Short problem 1
Which usernames head the posts in the forum thread on how to park on caravan pitches?

[start of Page extract]

There's always the one that needs that little bit of extra space.

Just like the picture if you click on it!


----------



## suedew (May 10, 2005)

We've been on 3 CC sites over the last 3 weeks reversed on to them all, I always do unless asked to drive on. It's no hassle really, but do prefer the back of the van at the back of my pitch.
At all sites, wardens were friendly and helpful, only on one were we given a pitch number, but pitches were differing lengths, and it made sense.

Also parked up with with friends on an independant site with doors facing.

Like to be a rebel too.

Sue


----------



## UncleNorm (May 1, 2005)

We prefer to REVERSE onto the pitch. It puts our bedroom away from the road so that we have a little more privacy. I would not wish to have to inflict our snoring on passers-by!!  :roll:


----------



## johnthompson (Jul 29, 2010)

Defra (Natural England) in consultation with the big clubs and the Association of Caravan and Camping Exempted Organisations (ACCEO) have produced a diagram for siteing which is published on page 24 of the Guidance for exempted clubs.

They expect all exempted clubs to follow this guidance.

A copy of the guidance can be viewed here.

http://www.naturalengland.org.uk/Images/combined-guidance_tcm6-9572.pdf

ACCEO represents about 200 of the 400+ exempted clubs.

John


----------



## rayc (Jun 3, 2008)

johnthompson said:


> Defra (Natural England) in consultation with the big clubs and the Association of Caravan and Camping Exempted Organisations (ACCEO) have produced a diagram for siteing which is published on page 24 of the Guidance for exempted clubs.
> 
> They expect all exempted clubs to follow this guidance.
> 
> ...


I just love the diagram. I will get many happy hours from studying it. Don't worry I shall be taking my tape measure to Peterborough 

I think the diagram shows a caravan with the door on the 'continental' side but makes no reference to the door side for motorhomes?


----------



## locovan (Oct 17, 2007)

I loved this bit


The Caravan
 Whether trailer or motor caravan it is a vehicle specifically for caravanning. Its 
appearance and colour are appropriate and do not offend public opinion :lol: :lol: :lol: :lol:


----------



## sallytrafic (Jan 17, 2006)

locovan said:


> I loved this bit
> 
> The Caravan
>  Whether trailer or motor caravan it is a vehicle specifically for caravanning. Its
> appearance and colour are appropriate and do not offend public opinion :lol: :lol: :lol: :lol:


I wonder if the black stealth caravan is banned. ( I think its only the forward facing bit!)










When we stopped at a municipal site in scotland they hummed and hawed at our silver one. Goodness knows what they would have said about Timberlands colours.

[end of Page extract]
[start of Source material]

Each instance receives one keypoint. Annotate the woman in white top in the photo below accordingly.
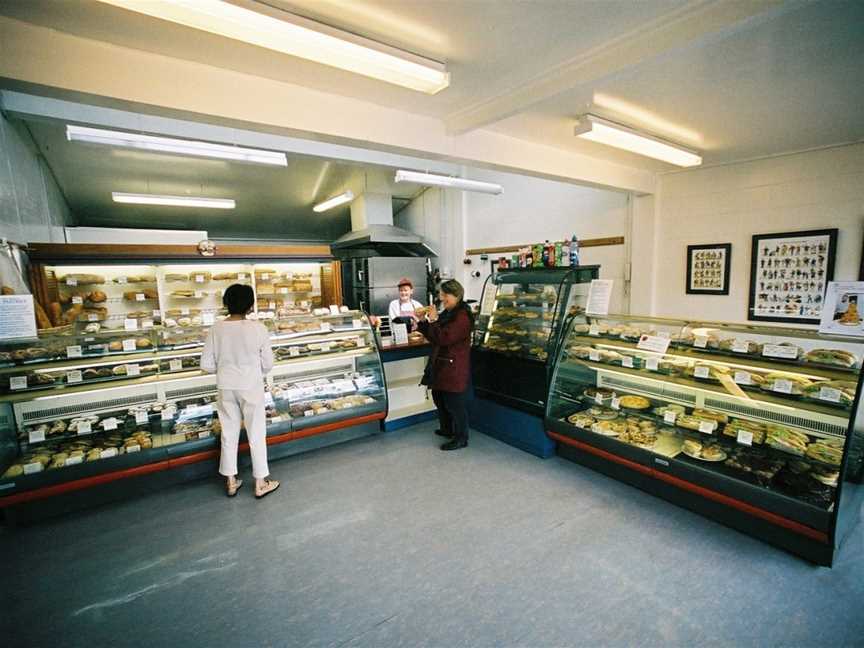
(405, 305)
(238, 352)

[end of Source material]
[start of Source material]

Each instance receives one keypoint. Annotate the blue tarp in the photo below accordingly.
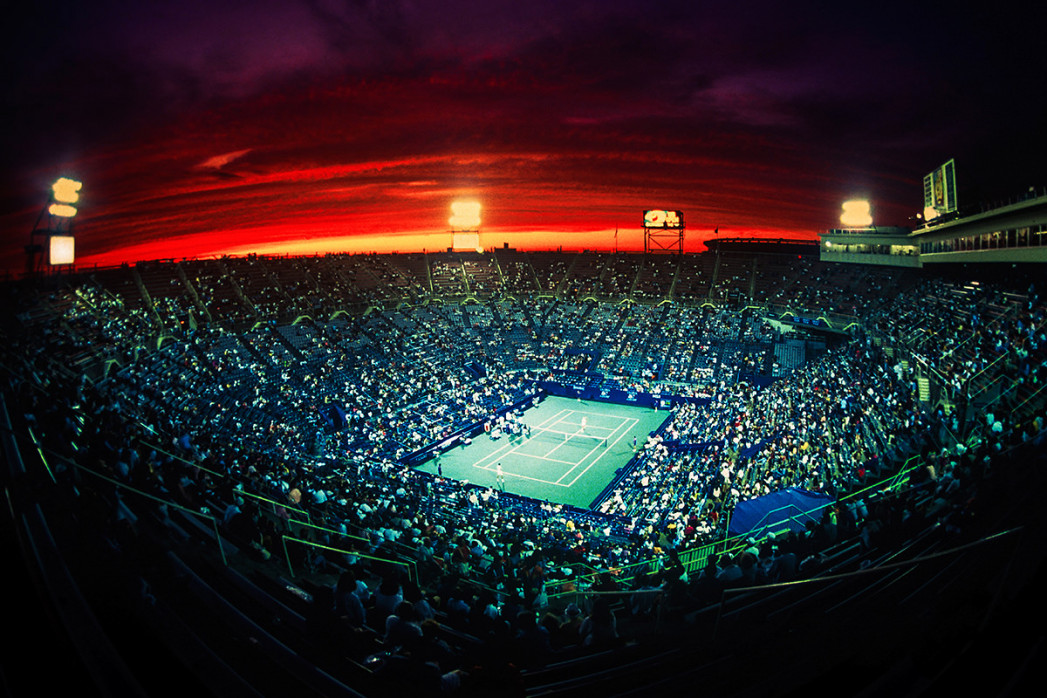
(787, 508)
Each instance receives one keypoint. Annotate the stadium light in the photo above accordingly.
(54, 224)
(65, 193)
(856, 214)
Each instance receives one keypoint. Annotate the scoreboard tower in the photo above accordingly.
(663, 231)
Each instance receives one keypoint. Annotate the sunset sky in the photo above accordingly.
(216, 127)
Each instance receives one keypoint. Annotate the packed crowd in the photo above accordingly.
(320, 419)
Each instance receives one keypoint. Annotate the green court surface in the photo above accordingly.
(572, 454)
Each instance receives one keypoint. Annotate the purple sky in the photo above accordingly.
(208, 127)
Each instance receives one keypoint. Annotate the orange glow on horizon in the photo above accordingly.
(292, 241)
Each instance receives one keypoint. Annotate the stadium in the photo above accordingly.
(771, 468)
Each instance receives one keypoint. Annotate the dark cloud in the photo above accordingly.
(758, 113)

[end of Source material]
[start of Source material]

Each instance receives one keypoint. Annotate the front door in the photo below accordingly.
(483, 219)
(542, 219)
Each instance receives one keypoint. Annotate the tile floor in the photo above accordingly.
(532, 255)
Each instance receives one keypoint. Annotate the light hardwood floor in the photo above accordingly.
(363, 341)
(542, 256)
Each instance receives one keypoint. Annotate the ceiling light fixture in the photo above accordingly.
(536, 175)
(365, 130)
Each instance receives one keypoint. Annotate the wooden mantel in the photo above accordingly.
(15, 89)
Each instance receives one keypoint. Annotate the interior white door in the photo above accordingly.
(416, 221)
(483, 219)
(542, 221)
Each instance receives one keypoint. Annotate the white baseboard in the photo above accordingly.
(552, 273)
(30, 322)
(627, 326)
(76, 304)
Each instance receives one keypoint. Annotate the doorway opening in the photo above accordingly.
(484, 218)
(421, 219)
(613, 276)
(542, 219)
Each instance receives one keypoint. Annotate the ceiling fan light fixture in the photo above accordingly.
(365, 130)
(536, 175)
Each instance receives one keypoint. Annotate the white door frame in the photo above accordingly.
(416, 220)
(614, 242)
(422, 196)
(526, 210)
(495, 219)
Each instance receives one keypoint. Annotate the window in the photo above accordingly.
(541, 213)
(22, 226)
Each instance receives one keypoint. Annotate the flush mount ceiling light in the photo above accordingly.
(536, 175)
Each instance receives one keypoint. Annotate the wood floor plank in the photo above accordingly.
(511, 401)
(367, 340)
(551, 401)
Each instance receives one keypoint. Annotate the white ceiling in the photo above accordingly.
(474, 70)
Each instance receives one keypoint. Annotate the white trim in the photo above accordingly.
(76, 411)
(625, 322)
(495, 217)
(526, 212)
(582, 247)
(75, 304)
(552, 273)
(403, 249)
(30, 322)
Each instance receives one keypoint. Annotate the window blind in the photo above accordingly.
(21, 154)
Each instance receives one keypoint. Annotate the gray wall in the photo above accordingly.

[end of Source material]

Short problem 2
Which lines of the records contain the word "stadium"? Copy every one of them.

Final answer 1
suedew, UncleNorm, johnthompson, rayc, locovan, sallytrafic

Final answer 2
Each instance receives one keypoint. Annotate the stadium light in the photo above accordingly.
Each instance receives one keypoint. Annotate the stadium in the photo above accordingly.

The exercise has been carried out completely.